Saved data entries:
........
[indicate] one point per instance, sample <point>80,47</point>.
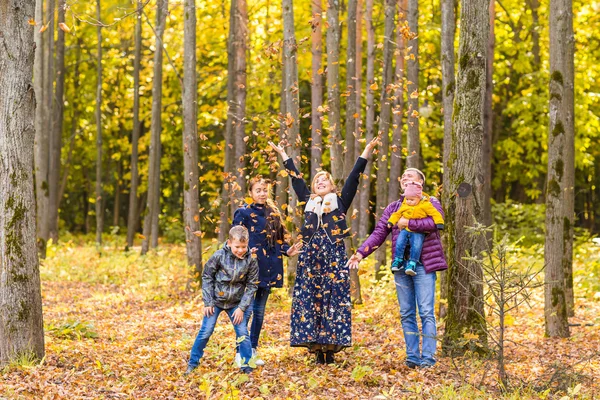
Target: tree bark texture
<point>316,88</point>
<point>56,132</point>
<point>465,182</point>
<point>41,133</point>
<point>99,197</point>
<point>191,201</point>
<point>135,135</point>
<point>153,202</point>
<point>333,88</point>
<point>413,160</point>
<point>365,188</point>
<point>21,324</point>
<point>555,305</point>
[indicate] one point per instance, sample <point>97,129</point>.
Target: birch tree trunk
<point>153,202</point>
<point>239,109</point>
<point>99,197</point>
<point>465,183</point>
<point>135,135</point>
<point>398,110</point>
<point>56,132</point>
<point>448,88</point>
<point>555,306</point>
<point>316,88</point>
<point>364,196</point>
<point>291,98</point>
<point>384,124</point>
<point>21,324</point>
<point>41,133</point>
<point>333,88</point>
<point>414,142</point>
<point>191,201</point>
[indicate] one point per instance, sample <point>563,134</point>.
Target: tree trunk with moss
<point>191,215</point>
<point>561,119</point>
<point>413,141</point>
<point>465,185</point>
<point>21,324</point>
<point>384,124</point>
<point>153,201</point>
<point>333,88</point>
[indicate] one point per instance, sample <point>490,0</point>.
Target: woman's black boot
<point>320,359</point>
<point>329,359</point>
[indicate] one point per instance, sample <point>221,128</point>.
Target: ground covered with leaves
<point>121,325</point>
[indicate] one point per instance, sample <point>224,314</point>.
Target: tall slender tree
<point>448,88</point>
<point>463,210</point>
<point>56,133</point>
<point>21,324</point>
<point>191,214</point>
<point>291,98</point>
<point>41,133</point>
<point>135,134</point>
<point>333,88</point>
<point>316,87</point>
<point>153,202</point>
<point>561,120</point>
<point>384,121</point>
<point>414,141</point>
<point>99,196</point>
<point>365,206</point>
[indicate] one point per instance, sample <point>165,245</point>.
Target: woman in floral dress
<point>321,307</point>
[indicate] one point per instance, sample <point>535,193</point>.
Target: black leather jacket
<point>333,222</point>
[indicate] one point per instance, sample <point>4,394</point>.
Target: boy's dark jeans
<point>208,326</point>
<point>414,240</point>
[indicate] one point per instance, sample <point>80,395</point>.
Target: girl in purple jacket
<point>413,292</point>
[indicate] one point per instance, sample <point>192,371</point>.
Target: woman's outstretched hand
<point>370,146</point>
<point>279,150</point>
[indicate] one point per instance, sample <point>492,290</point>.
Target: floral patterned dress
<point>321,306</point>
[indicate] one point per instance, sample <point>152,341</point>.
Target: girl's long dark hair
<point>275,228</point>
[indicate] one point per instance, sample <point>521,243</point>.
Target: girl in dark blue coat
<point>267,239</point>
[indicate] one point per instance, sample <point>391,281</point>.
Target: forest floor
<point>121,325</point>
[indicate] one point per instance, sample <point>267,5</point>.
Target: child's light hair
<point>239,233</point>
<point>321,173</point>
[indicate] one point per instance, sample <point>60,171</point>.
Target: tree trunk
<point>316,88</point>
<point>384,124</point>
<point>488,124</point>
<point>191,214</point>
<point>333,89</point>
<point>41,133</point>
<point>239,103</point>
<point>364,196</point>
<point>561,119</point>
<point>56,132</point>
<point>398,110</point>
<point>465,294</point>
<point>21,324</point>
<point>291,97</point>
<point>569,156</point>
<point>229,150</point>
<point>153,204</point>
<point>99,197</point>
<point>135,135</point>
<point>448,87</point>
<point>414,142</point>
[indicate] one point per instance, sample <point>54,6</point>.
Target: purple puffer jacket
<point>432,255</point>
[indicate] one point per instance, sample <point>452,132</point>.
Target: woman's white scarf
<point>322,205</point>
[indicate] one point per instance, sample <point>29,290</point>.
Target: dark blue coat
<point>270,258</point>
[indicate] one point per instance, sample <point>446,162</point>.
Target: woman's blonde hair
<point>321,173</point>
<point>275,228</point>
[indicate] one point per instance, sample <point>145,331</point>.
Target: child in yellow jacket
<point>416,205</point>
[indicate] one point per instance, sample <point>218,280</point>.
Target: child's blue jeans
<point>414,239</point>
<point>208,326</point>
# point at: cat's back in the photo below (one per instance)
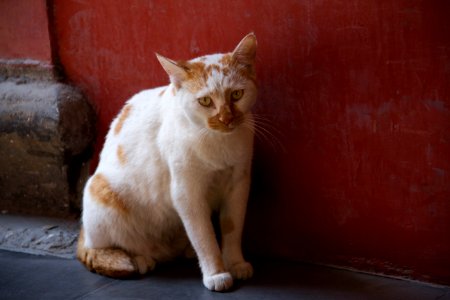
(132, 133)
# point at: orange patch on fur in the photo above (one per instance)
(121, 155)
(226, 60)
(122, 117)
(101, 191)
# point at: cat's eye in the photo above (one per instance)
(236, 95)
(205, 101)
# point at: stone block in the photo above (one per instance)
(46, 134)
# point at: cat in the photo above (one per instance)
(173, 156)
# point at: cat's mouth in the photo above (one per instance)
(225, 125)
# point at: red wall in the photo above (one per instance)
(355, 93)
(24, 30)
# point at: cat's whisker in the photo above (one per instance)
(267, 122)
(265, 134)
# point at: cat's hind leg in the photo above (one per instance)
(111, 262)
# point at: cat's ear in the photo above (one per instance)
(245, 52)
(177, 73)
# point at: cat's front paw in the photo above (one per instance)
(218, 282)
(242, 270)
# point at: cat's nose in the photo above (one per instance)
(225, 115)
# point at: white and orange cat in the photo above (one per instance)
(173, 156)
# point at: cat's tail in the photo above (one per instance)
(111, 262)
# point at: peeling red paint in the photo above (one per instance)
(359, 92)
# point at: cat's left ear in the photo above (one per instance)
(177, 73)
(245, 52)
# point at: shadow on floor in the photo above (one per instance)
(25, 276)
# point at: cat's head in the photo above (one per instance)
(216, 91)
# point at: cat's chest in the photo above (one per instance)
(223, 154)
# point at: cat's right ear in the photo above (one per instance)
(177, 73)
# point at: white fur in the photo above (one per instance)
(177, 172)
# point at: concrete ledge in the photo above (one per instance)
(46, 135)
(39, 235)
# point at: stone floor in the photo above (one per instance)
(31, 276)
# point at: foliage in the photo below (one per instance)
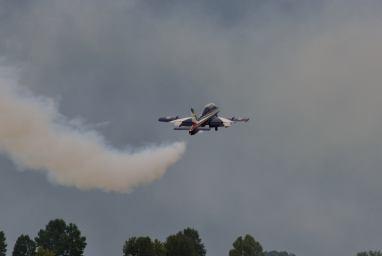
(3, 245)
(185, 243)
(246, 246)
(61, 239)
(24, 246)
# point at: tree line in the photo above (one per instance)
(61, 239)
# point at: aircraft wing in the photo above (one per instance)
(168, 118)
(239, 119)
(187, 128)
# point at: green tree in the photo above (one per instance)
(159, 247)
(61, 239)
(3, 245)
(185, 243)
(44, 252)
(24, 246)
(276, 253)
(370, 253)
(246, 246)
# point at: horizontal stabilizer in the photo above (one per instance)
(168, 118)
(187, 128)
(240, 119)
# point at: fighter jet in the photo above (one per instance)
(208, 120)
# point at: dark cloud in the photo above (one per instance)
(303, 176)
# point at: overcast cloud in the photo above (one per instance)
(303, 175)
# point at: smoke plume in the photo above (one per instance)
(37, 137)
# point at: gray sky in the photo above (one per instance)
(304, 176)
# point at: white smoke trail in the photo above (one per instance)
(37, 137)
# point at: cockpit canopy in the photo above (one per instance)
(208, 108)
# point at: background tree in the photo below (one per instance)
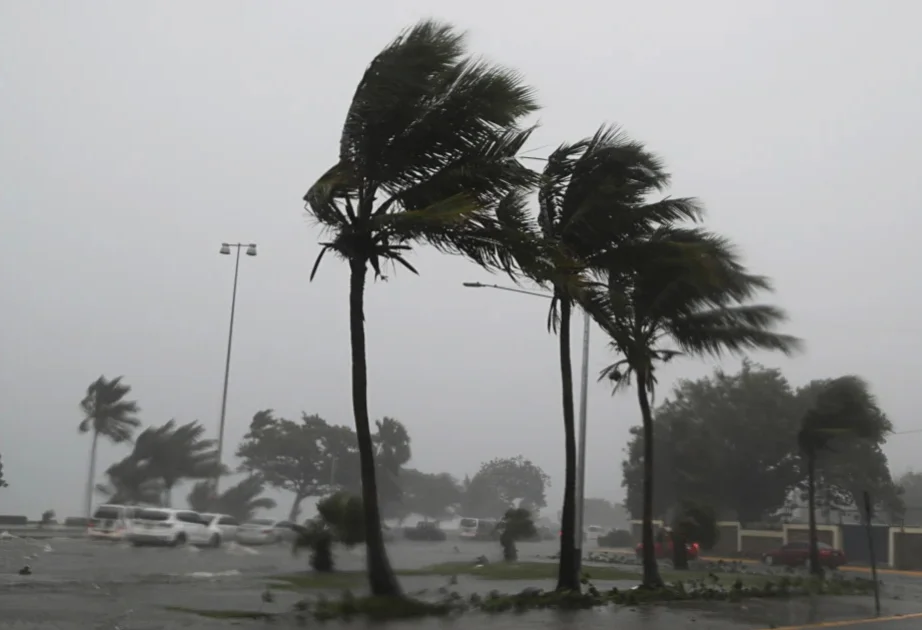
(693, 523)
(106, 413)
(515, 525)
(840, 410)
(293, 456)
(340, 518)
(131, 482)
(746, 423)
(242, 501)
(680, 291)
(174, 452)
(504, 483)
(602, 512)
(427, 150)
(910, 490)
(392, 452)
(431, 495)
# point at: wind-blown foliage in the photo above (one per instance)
........
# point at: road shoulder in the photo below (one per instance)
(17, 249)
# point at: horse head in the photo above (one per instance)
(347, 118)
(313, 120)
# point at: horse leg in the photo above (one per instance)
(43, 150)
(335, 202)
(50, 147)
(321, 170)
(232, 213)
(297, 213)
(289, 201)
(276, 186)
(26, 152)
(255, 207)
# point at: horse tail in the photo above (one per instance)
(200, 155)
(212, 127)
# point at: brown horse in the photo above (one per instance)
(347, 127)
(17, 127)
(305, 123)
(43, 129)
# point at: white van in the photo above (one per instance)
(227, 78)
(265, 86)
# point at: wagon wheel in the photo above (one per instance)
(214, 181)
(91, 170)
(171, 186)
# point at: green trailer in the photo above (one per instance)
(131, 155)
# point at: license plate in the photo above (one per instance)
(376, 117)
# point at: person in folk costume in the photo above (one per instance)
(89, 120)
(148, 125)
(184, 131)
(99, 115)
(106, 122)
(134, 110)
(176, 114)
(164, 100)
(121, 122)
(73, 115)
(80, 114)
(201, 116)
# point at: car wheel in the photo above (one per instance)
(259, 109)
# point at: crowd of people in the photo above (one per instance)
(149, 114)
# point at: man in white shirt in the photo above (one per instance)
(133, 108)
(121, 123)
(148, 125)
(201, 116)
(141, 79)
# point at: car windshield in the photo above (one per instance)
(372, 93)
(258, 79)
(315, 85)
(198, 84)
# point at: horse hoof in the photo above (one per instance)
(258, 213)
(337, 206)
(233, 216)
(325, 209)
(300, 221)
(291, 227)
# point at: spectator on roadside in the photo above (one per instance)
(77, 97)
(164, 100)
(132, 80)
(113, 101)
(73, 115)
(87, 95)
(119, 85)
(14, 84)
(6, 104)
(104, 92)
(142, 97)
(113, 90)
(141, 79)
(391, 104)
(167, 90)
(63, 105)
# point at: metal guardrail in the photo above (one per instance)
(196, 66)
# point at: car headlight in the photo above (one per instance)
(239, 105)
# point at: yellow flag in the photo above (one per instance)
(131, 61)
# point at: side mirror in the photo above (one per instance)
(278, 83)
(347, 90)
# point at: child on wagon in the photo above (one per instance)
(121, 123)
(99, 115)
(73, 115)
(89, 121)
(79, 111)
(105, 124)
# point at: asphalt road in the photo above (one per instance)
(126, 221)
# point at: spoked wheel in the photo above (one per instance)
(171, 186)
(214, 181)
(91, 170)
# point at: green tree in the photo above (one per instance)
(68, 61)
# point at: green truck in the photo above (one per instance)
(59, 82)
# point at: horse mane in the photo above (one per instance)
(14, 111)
........
**Work item**
Scan the lines above for "instance, sample <point>391,281</point>." and for "[indicate] one point per instance, sample <point>60,171</point>.". Repeat exactly the line holding each of them and every line in between.

**Task answer**
[indicate] one point per instance, sample <point>391,281</point>.
Target: forest floor
<point>121,325</point>
[indicate] one point per instance, sample <point>267,5</point>.
Target: child's light hair
<point>239,233</point>
<point>321,173</point>
[indicate] one point per instance, sample <point>60,171</point>.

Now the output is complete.